■ Work instructions ■
Write out each of the following entries line for line, with no changes.

■ Stored data ■
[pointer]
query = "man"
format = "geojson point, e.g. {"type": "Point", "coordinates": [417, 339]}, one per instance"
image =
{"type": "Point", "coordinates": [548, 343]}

■ Solution ■
[pointer]
query = "man"
format = "geojson point, e.g. {"type": "Point", "coordinates": [417, 339]}, one per instance"
image =
{"type": "Point", "coordinates": [548, 343]}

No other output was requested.